• [Stated goal A]:
Render into Spanish this sentence from the passage on de-Stalinization: "When the name of Stalin was desacralized, his vision of the Revolution was called into question."

begin Supplied passage

However, the core of this study will
be directed at the years following Nikita Khrushchev’s secret speech, the
moment when the de-Stalinization campaign was launched in earnest and would
have massive cultural and political implications. I am inclined to look at
de-Stalinization as a sort of revolution within the Revolution: while the
mechanisms of state power remained firmly within the hands of the communist party,
the entrenched power structures that had become manifest within party politics
had been shaken to their very foundations. Khrushchev’s denunciation of the
Cult of Personality had a ripple effect, as it laid the groundwork for other
debates about every facet of Soviet life. When the name of Stalin was desacralized,
his vision of the Revolution was called into question. Everything from his economic
vision of socialism to the way he had managed foreign policy[13]
came for the first time under open scrutiny by the party and the public. For a time, however limited or constrained,
even the core principles of Marxist-Leninist doctrine were opened once more to
interpretation, and it ignited a vigorous and dynamic debate about the nature
of the communist party, Soviet socialism, and the world revolutionary movement.

end Supplied passage
begin Data supplied

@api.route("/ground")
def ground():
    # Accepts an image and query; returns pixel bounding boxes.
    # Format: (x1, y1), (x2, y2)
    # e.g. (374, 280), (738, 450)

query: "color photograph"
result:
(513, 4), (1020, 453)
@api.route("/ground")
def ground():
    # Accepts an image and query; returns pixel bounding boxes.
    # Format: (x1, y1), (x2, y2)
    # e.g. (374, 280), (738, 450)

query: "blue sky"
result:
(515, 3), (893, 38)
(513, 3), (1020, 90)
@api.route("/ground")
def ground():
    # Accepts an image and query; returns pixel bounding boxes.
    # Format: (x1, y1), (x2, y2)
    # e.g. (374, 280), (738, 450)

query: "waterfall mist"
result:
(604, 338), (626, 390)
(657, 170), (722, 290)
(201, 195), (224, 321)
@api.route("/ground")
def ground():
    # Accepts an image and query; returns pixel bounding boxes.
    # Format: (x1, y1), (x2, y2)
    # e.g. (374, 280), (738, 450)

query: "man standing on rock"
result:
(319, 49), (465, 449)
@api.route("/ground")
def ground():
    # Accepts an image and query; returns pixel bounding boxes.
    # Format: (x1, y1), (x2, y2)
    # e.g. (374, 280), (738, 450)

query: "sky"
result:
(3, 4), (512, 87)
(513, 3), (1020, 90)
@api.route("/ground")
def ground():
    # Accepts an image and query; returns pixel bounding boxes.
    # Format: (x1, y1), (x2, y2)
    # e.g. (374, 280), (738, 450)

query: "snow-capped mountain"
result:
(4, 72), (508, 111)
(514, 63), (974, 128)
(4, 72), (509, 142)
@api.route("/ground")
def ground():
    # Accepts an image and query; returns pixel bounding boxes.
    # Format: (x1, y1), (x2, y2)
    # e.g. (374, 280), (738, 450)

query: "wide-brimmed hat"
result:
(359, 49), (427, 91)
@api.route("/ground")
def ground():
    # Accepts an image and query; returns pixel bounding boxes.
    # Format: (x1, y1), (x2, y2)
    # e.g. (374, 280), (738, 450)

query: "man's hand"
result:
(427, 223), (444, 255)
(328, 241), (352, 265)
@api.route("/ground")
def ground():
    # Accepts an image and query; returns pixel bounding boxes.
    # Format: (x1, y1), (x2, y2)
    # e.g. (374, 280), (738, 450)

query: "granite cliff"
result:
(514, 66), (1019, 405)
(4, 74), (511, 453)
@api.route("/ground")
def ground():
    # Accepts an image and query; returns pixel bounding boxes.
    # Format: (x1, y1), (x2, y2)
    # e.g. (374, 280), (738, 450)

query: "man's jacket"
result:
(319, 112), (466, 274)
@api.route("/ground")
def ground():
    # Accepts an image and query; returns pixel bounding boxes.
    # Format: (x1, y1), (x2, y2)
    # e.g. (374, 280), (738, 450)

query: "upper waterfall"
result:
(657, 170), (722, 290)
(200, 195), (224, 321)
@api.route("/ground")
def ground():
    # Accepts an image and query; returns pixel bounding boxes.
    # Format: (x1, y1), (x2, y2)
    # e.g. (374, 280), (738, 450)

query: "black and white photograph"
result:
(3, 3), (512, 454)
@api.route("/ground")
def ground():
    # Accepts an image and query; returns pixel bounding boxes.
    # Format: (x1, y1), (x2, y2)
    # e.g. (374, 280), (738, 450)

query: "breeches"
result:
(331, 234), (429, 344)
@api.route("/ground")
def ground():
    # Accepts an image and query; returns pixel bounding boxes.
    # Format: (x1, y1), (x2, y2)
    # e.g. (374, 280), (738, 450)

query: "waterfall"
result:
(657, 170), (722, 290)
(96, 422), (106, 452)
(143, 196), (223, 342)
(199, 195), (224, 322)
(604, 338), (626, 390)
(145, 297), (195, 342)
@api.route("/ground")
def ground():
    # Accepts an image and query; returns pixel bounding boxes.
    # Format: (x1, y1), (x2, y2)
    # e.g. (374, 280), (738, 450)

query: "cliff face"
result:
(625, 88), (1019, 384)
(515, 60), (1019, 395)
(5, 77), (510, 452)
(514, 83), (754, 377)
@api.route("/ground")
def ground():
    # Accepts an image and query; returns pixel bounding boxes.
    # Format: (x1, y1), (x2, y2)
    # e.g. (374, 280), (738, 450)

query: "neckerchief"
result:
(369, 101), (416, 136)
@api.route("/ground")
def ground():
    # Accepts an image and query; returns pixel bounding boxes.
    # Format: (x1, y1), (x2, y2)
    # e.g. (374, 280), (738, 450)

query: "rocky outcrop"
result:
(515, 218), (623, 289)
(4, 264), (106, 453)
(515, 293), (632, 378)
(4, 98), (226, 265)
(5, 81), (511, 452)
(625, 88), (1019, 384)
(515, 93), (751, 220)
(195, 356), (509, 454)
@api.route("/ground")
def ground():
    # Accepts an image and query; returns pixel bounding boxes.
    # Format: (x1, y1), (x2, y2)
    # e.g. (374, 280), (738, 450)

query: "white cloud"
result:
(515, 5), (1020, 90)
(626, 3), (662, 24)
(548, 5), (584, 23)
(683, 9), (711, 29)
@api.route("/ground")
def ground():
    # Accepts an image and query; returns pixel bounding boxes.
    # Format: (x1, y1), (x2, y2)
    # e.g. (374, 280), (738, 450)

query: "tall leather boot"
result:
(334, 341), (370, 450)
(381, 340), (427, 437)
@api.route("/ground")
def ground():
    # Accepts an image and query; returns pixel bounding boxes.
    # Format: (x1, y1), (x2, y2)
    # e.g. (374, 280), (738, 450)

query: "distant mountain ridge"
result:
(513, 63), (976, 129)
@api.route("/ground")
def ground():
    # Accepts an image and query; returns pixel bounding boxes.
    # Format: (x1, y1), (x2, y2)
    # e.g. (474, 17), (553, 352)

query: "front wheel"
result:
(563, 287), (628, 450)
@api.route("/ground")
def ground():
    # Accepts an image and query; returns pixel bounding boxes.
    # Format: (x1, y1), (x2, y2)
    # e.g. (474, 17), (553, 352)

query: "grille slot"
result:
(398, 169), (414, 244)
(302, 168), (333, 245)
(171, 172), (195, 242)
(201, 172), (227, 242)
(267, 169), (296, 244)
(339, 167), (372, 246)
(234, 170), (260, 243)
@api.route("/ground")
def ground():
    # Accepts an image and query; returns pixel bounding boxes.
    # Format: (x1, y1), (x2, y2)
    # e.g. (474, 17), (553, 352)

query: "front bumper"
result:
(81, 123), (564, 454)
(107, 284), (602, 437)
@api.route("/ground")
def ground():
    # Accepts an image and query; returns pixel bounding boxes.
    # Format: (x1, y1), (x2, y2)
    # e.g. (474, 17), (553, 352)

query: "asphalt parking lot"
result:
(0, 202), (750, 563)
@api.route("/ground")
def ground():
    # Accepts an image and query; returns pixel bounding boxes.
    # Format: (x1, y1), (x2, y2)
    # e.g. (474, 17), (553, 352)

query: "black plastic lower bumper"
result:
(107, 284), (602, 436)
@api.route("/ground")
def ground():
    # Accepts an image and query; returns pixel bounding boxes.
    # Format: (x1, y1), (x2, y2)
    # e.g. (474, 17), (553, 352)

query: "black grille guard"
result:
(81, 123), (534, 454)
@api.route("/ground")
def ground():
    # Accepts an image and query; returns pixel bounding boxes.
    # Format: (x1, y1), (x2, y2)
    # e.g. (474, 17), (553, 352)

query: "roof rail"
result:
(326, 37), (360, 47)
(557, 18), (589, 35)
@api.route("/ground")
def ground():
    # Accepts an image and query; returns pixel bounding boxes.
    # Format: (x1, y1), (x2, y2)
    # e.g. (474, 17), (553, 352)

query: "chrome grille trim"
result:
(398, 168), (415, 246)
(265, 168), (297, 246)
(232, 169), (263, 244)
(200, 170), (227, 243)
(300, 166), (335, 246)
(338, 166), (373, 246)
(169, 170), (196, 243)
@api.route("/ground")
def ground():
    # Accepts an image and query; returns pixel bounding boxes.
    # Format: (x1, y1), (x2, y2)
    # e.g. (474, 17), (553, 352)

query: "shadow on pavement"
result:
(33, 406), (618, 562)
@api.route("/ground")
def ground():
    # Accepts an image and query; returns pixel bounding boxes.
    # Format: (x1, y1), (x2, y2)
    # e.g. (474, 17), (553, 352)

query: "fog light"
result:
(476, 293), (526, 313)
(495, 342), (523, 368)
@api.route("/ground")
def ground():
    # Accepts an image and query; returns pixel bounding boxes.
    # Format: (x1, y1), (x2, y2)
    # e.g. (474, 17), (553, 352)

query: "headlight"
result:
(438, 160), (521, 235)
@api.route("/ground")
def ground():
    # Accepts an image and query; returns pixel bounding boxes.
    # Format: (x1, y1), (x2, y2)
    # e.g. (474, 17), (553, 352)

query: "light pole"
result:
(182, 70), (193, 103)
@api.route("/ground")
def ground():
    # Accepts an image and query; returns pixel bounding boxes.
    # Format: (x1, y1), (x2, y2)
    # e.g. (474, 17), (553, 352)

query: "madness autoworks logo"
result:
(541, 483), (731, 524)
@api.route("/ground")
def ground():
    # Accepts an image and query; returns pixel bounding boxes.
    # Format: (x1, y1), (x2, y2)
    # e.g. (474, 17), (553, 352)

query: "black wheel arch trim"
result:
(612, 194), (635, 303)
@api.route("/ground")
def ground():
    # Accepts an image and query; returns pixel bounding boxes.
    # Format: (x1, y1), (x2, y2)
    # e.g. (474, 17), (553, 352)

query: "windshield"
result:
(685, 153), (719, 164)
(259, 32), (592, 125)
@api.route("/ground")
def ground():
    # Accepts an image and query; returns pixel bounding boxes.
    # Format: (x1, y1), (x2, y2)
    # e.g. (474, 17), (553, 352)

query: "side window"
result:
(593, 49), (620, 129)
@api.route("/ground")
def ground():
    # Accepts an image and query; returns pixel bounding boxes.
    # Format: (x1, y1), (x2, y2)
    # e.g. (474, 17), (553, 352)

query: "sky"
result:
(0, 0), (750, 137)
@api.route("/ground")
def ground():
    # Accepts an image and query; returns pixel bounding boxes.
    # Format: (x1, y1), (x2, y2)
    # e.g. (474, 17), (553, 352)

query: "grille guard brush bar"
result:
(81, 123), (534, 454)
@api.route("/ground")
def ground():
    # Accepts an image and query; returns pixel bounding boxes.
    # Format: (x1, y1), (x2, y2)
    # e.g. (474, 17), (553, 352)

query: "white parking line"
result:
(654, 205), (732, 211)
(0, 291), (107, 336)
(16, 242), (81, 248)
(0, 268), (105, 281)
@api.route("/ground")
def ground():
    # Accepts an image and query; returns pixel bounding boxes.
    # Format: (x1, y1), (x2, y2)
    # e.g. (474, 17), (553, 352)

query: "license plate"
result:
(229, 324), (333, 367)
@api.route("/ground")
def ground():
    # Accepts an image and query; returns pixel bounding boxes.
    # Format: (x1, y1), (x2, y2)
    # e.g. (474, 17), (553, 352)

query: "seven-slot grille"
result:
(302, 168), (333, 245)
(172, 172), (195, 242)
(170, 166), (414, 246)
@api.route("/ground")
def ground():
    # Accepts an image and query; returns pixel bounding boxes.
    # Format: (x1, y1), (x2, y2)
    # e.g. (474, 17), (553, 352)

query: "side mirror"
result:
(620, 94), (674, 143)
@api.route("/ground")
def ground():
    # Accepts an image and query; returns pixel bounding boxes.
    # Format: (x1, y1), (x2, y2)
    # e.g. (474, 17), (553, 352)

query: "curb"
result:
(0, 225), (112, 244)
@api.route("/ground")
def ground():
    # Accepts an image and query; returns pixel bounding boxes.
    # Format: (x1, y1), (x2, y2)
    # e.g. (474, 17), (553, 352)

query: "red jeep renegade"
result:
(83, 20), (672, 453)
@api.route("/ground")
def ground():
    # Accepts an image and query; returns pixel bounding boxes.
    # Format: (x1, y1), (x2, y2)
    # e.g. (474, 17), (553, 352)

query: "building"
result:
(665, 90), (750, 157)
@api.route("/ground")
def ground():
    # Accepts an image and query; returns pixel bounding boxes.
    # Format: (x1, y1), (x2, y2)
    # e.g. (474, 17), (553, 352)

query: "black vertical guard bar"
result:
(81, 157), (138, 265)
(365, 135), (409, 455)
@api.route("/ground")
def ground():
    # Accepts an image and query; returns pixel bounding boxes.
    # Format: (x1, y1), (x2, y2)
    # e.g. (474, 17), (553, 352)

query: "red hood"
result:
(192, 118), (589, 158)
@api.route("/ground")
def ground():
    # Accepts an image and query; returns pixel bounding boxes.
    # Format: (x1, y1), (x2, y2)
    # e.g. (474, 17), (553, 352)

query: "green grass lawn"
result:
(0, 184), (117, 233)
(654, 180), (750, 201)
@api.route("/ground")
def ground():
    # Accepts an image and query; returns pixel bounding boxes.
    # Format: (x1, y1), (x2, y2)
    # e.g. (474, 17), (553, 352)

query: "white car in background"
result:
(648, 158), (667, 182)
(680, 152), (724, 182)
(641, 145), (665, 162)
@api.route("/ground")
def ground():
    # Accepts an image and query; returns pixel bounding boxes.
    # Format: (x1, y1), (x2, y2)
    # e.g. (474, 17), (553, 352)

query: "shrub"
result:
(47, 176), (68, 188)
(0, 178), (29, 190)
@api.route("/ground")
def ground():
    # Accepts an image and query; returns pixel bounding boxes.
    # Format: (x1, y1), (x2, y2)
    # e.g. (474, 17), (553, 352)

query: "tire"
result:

end Data supplied

• [Stated goal B]:
Reproduce the records from their first line up to and including the line with "(513, 4), (1020, 453)", requests included, shifting each bounding-box coordinate in the answers by adding 15 to it. Do not alter the numbers in the requests or in their format samples.

• [Reply A]:
Cuando el nombre de Stalin fue desacralizado, su visión de la Revolución fue puesta en tela de juicio.

• [Reply B]:
@api.route("/ground")
def ground():
    # Accepts an image and query; returns pixel bounding boxes.
    # Format: (x1, y1), (x2, y2)
    # e.g. (374, 280), (738, 450)

query: "color photograph"
result:
(528, 19), (1035, 468)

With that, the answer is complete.